_Yang dikerjakan_.
- a) Ketik ulang bagian teks tentang wabah Covid-19 dari "Sebabnya kata dia, sejumlah" hingga "tertinggi di dunia.", kedua batas itu ikut disalin.
- b) Siapa saja orang yang disebut namanya dalam teks tentang wabah Covid-19?

Sebabnya kata dia, sejumlah tenaga kesehatan yang menangani Covid-19 kian terbatas, alat kesehatan seperti oksigen menipis, akibatnya kondisi pasien makin buruk. Alhasil, kita pun tahu, Indonesia kini jadi negara dengan tingkat kematian tertinggi di dunia.
“Kita dihadapkan pada kondisi functional collapse, bukan structural collapse ya, karena IGD-nya masih ada, bisa dibuat tenda, bisa tambah tempat tidur. Tapi secara fungctional collapse,” ujar Adib Khumaidi di kanal Youtube PERSI, Jum’at (16/7).
Presiden Jokowi bahkan berkali-kali sudah mengatakan, jika Pemerintah tidak bisa bekerja sendiri, tidak bisa menghadapi wabah ini secara sendiri. Pemerintah memerlukan uluran tangan, ajakan kolaborasi untuk saling menolong, bergotong royong supaya keluar dari ujian maha berat.
Apakah dengan ungkapan tersebut, itu artinya kita menyerah? Jawabannya, bisa jadi. Andaikan tidak ada pihak-pihak yang masih tahu bagimana menghargai sejarah atau apa yang dikatakan Cicero sebagai ‘historia magistra vitae.’
Sejarah mengajarkan, jika wabah tak bisa dihadapi sendiri-sendiri. Huru-hara politik, kelaparan, dan kematian niscaya tak dapat dilewati jika tak ada kesamaan gerak untuk melewati wabah.

(Entri data tersimpan)

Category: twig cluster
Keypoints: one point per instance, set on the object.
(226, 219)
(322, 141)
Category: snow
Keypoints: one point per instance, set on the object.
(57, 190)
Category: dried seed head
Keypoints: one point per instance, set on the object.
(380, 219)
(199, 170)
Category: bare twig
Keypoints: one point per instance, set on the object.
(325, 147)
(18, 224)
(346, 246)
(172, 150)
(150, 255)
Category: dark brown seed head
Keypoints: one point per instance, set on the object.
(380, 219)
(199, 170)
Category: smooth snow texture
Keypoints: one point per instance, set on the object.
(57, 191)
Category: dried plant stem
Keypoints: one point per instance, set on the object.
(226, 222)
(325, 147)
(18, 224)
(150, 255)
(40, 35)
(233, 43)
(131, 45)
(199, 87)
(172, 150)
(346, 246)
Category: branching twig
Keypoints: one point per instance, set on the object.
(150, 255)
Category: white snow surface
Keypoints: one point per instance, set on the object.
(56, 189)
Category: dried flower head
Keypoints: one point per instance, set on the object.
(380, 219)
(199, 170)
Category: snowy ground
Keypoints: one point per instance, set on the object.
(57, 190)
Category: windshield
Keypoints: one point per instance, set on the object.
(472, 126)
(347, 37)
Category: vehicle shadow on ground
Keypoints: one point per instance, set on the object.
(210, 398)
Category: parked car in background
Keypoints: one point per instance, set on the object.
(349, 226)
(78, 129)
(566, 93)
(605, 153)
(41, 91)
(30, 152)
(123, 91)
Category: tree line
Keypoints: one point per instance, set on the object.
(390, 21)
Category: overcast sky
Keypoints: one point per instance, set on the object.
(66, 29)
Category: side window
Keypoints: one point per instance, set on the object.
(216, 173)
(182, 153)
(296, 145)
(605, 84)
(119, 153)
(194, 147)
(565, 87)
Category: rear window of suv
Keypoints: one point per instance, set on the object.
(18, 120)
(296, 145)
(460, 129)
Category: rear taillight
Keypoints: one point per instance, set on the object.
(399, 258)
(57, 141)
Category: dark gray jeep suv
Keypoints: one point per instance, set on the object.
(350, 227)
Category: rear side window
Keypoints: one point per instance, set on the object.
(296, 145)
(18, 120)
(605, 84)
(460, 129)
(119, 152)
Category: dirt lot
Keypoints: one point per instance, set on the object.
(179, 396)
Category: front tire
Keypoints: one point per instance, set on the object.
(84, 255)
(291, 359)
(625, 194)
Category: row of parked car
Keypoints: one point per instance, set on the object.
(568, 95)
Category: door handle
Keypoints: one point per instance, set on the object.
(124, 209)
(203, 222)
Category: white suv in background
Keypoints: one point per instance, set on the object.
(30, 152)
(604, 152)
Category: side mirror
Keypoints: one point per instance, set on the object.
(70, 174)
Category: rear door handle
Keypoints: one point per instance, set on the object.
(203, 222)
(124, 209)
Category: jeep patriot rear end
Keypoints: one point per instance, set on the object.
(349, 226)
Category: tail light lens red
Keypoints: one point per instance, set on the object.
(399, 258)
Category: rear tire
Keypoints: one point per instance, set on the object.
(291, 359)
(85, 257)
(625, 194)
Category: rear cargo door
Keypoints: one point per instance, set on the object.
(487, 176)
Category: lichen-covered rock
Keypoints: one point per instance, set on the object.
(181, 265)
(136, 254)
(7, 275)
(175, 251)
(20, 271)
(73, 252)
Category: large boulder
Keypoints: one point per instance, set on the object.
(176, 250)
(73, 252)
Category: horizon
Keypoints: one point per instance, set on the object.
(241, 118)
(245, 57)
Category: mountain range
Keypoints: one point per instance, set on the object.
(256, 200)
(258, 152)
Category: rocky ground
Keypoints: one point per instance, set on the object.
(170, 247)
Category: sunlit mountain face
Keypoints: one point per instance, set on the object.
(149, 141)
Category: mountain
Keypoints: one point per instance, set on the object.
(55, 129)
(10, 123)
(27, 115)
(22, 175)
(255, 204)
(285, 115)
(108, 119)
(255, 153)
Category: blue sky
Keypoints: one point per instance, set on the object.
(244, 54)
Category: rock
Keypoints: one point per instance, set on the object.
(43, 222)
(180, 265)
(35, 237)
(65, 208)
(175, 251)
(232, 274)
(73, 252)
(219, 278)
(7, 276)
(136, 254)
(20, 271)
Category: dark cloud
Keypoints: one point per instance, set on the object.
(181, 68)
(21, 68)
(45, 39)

_Jawaban per butir_.
- a)
Sebabnya kata dia, sejumlah tenaga kesehatan yang menangani Covid-19 kian terbatas, alat kesehatan seperti oksigen menipis, akibatnya kondisi pasien makin buruk. Alhasil, kita pun tahu, Indonesia kini jadi negara dengan tingkat kematian tertinggi di dunia.

- b) Adib Khumaidi, Presiden Jokowi, Cicero